» SHORT TASK
Write out each of the items below exactly as it appears, line for line, without any alteration.

Excerpts from location labeling data:
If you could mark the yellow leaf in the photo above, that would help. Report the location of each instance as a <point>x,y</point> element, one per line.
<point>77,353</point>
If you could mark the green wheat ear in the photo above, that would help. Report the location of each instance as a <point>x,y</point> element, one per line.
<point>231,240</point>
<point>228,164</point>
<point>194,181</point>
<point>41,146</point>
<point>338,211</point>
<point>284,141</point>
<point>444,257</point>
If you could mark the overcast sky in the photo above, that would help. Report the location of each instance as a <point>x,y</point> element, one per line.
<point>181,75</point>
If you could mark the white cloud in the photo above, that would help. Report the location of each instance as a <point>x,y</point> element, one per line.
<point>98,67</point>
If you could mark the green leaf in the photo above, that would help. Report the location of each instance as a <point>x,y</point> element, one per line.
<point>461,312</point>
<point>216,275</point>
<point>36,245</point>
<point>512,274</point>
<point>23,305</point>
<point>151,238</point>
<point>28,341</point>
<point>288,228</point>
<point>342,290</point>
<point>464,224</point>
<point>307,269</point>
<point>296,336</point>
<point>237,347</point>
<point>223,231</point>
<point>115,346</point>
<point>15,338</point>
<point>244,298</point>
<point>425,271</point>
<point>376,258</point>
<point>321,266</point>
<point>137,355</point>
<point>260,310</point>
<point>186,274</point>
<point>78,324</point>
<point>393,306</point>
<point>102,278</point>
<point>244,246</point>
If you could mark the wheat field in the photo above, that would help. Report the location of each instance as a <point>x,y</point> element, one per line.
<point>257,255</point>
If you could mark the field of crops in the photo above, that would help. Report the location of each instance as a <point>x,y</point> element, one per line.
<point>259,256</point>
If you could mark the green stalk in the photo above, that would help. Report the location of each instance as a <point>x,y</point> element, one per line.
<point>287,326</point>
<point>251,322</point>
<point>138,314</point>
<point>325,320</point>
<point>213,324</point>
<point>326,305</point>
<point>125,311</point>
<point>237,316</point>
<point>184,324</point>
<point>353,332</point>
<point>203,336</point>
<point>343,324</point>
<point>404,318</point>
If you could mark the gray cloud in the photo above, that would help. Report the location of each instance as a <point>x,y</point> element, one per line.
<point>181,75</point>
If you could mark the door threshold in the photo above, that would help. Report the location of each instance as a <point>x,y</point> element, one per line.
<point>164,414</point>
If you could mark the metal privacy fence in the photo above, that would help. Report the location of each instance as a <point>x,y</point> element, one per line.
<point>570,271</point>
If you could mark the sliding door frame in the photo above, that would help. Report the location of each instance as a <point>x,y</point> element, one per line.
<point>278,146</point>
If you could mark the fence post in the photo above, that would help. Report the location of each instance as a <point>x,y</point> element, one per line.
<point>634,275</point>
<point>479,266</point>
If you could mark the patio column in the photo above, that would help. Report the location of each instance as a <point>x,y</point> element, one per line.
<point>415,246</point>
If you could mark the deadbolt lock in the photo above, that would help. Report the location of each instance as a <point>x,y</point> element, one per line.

» FINAL RESULT
If you could mark the yellow leaf in the photo above, that would help. Report the location of each instance as a <point>x,y</point> element, one per line.
<point>77,353</point>
If you could mark the green wheat ear in the photo above, that would help. Report the location of each instance as a <point>x,y</point> element, one per line.
<point>231,240</point>
<point>228,164</point>
<point>194,181</point>
<point>41,146</point>
<point>338,211</point>
<point>284,141</point>
<point>444,257</point>
If you could mark the overcast sky in the photo above, that would help. Report the location of each instance as a <point>x,y</point> element, one per line.
<point>181,75</point>
If you could mark the white cloud in the photo above, that would help. Report the location of each instance as a <point>x,y</point> element, one per line.
<point>98,67</point>
If you could mark the green leaf in the photo above, that would help. Report the location of each instance as a <point>x,y</point> element, one per line.
<point>461,312</point>
<point>216,275</point>
<point>36,245</point>
<point>512,274</point>
<point>23,305</point>
<point>151,238</point>
<point>28,341</point>
<point>288,228</point>
<point>342,290</point>
<point>464,224</point>
<point>307,269</point>
<point>296,336</point>
<point>237,347</point>
<point>223,231</point>
<point>115,346</point>
<point>15,338</point>
<point>244,298</point>
<point>425,271</point>
<point>376,258</point>
<point>321,266</point>
<point>137,355</point>
<point>260,310</point>
<point>186,274</point>
<point>78,324</point>
<point>393,306</point>
<point>102,278</point>
<point>244,246</point>
If you could mark the wheat field in the photo above, that would help. Report the location of each instance as a <point>x,y</point> element, one per line.
<point>257,255</point>
If you could mark the field of crops in the photo above, that would help. Report the location of each instance as a <point>x,y</point> element, one per line.
<point>259,256</point>
If you could mark the green stalk in the photo above, that would help. Report the location of each instance as a <point>x,y</point> element, one per line.
<point>287,326</point>
<point>251,322</point>
<point>138,314</point>
<point>325,320</point>
<point>213,324</point>
<point>326,305</point>
<point>125,311</point>
<point>237,316</point>
<point>184,324</point>
<point>353,332</point>
<point>203,336</point>
<point>343,324</point>
<point>404,318</point>
If you could mark the gray cloud in the photo above, that would help. Report the location of each instance as a <point>x,y</point> element, one per line.
<point>181,75</point>
If you could mark the door threshold in the photo above, that would help. Report the location of each instance as a <point>x,y</point> element, one per line.
<point>164,414</point>
If you could mark the metal privacy fence in the photo above, that would help. Report the location of each instance as a <point>x,y</point> element, one per line.
<point>570,271</point>
If you could mark the sliding door frame in the photo above, that would help. Report the location of each instance as a <point>x,y</point> element, one per line.
<point>278,146</point>
If you could mark the fence post in the photo above, that would help. Report the location of each instance as a <point>x,y</point> element, one per line.
<point>634,275</point>
<point>479,266</point>
If you could mark the patio column in the photo above, that would help. Report the location of each instance as a <point>x,y</point> element, one per line.
<point>415,246</point>
If you could mark the deadbolt lock in the photo above, that would help. Report the location of each instance as a <point>x,y</point> element, one per line.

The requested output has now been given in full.